Your goal:
Output the lines from the line containing "Can you see the cabin" through the line containing "column 350, row 163", inclusive, as a JSON list of strings with one string per line, omitting any blank lines.

Provided records:
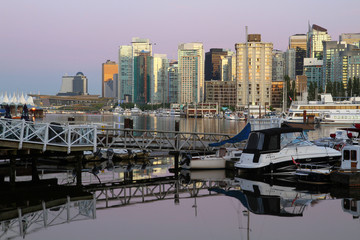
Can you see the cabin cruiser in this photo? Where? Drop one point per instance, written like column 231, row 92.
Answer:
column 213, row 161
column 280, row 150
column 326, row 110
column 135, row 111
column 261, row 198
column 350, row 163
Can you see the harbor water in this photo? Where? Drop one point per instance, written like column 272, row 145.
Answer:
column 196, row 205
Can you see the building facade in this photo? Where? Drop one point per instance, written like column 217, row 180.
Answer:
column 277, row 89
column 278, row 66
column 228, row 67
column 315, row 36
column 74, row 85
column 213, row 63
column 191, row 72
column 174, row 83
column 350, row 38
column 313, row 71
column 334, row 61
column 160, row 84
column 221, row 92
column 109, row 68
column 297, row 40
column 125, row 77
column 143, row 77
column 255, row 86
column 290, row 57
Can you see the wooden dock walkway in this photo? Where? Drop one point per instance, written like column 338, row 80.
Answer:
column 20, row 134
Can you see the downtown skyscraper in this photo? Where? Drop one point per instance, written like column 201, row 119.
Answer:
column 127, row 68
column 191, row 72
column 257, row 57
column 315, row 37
==
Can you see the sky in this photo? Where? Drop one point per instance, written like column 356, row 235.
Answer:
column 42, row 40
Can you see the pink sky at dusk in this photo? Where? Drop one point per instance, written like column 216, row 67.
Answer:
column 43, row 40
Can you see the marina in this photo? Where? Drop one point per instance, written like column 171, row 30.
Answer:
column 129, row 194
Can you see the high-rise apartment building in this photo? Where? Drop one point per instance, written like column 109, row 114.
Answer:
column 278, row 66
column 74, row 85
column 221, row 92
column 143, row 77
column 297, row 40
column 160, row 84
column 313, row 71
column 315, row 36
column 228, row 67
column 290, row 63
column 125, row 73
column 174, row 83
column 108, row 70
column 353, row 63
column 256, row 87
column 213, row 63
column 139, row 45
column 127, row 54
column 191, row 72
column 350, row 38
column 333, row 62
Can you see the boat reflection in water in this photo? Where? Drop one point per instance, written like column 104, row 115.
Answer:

Solved exercise:
[
  "Can you see the cabin cruiser in this photo? Where? Drop one point per instance, written like column 231, row 92.",
  "Answer:",
  "column 213, row 161",
  "column 280, row 150",
  "column 326, row 110",
  "column 135, row 111",
  "column 261, row 198",
  "column 350, row 163"
]